## PROBLEM SET
[1] In the blind analysis post, what file does the ImageJ macro create to record which blinded file matches which original?
[2] According to the blind analysis post, why does it not matter whether the person running most of the lab's analysis workflows knows the experimental conditions?
[3] From the blind analysis post, output the passage starting at "- the analyser" and ending at "using this tsv.".
╭─ TEXT
Molecular Biology of The Cell, the official journal of the American Society for Cell Biology, recently joined a number of other periodicals in issuing guidelines for manuscripts, concerning statistics and reproducibility. I discussed these guidelines with the lab and we felt that there are two areas where we can improve:
- blind analysis
- power calculations
A post about power analysis is brewing, this post is about a solution for blind analysis.
For anyone that doesn’t know, blind analysis refers to: the person doing the analysis being blind to (not knowing) the experimental conditions. It is a way of reducing bias, intentional or otherwise, of analysis of experimental data. Most of our analysis workflows are blinded, because a computer does the analysis in an automated way so there is no way of a human biasing the result. Typically, a bunch of movies are captured, fed into a program using identical settings, and the answer gets spat out. Nothing gets excluded, or the exclusion criteria are agreed beforehand. Whether the human operating the computer is blind or not to the experimental conditions doesn’t matter.
For analysis that has a manual component we do not normally blind the analyser. Instead we look for ways to make the analysis free of bias. An example is using a non-experimental channel in the microscope image to locate a cellular structure. This means the analysis is done without “seeing” any kind of “result”, which might bias the analysis.
Sometimes, we do analysis which is almost completely manual and this is where we can improve by using blinding. Two objections raised to blinding are practical ones:
- it is difficult/slow to get someone else to do the analysis of your data (we’ve tried it and it doesn’t work well!)
- the analyser “knows” the result anyway, in the case of conditions where there is a strong effect
There’s not much we can do about the second one. But the solution to the first is to enable people to blindly analyse their own data if it is needed.
I wrote* a macro in ImageJ called BlindAnalysis.ijm which renames the files in a random fashion** and makes tsv log of the associations. The analyser can simply analyse blind_0001.tif, blind_0002.tif and then reassociate the results to the real files using this tsv.
The picture shows the macro in action. A folder containing 10 TIFFs is processed into a new folder called BLIND. The files are stripped of labels (look at the original TIFF, left and the blind version, right) and saved with blinded names. The log file keeps track of associations.
╰─
╭─ SOURCE DATA
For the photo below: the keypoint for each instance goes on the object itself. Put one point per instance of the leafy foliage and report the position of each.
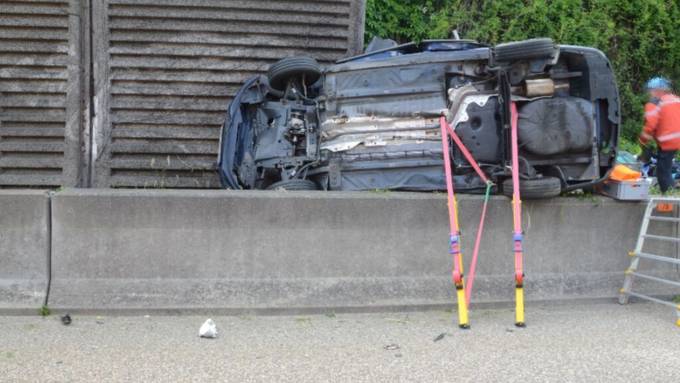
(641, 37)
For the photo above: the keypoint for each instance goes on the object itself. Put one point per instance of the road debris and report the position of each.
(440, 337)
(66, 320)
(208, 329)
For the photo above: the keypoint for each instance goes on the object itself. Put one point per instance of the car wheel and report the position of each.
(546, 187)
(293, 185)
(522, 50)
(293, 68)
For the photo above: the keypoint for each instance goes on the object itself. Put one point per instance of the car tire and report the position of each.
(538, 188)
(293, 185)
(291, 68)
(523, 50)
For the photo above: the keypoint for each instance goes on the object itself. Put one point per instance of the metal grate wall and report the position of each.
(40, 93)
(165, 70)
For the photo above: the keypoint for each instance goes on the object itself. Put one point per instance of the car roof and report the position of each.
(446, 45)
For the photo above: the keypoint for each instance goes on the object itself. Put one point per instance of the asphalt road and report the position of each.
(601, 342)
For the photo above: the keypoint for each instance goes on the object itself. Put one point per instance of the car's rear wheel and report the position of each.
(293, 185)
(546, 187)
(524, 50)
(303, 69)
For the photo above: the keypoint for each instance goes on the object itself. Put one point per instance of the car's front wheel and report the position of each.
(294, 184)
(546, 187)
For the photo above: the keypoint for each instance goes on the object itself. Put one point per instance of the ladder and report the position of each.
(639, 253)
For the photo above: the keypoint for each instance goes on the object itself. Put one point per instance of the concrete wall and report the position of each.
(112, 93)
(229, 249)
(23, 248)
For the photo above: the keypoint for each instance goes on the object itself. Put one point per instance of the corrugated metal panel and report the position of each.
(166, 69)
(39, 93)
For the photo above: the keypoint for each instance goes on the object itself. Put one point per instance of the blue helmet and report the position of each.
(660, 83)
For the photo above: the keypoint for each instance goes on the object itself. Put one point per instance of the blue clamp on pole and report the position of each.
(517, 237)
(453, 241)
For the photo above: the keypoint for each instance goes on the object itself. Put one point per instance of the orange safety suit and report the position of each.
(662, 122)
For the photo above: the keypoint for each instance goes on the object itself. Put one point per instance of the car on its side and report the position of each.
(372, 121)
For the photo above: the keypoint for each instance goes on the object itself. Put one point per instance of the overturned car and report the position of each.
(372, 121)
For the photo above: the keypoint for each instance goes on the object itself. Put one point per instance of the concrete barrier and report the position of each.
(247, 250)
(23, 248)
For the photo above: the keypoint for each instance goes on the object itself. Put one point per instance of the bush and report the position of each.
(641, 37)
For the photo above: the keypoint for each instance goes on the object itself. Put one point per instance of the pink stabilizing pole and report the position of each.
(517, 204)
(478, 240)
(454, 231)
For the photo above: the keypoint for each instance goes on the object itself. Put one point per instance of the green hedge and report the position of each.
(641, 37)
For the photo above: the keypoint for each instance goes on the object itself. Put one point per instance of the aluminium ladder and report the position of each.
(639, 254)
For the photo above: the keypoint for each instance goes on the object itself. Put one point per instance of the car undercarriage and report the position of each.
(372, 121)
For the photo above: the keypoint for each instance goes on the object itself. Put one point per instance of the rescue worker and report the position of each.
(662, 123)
╰─
## ANSWERS FOR THIS EXERCISE
[1] A tsv log of the associations.

[2] A computer does the analysis automatically, with identical settings applied to all the movies, so no human can bias the result. Nothing is excluded, or the exclusion criteria are agreed beforehand.

[3]
- the analyser “knows” the result anyway, in the case of conditions where there is a strong effect
There’s not much we can do about the second one. But the solution to the first is to enable people to blindly analyse their own data if it is needed.
I wrote* a macro in ImageJ called BlindAnalysis.ijm which renames the files in a random fashion** and makes tsv log of the associations. The analyser can simply analyse blind_0001.tif, blind_0002.tif and then reassociate the results to the real files using this tsv.